[To be done]:
1 – Rewrite the forum thread about the Magic powder day from "I just got the" up to and including "did they get?", changing "boss" to "manager".
2 – Continue the forum thread about the powder day at Magic from the point where it stops.
**** Source passage ****
# Magic Powder Day - 2/28



## Euler (Feb 27, 2013)

I just got the approval from my boss to take tomorrow off.  I'm planning on heading to Magic for the day.  Anyone else gonna be there?


----------



## Bene288 (Feb 27, 2013)

How much did they get?


----------



## Nick (Feb 28, 2013)

Ugh its so hard this year! My wife is staying home but tutors kids at night.... tough for me to get the weekdays off


----------



## Bene288 (Feb 28, 2013)

Nick said:


> Ugh its so hard this year! My wife is staying home but tutors kids at night.... tough for me to get the weekdays off



Bummer! At least you got one good powder day at Magic this year, better than most people can say.


----------



## Bostonian (Feb 28, 2013)

I will be at Magic tomorrow for some sloppy seconds after I have a parent teacher conference.


----------



## octopus (Feb 28, 2013)

Bene288 said:


> Bummer! At least you got one good powder day at Magic this year, better than most people can say.


 a good powder day at magic is something special. i always have a great time there


----------



## riverc0il (Feb 28, 2013)
**** Data extract ****
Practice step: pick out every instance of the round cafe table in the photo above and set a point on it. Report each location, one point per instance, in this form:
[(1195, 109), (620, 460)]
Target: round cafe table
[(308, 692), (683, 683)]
****
[Responses to the exercise]:
1 –
I just got the approval from my manager to take tomorrow off.  I'm planning on heading to Magic for the day.  Anyone else gonna be there?


----------



## Bene288 (Feb 27, 2013)

How much did they get?

2 –
Bene288 said:


> How much did they get?


I think the official was 10-14" which sounds about right. Hard to tell because it was starting to compact from the get go. Quite a few sheltered spots that were deeper, some less sheltered areas less so. Except on the steepest stuff, it had a bottomless surfy feel due to extremely high density which got progressively worse. First run down Goniff was the best run I've ever had in there, I'll say that much for it. Depending on how cold it gets tonight, they might do well to groom out anything they can for tomorrow...


----------



## Euler (Feb 28, 2013)

Car issues got in my way   Magic remains on my list of places I've never visited.  I did have fun making turns out the back door on my BC rig, though.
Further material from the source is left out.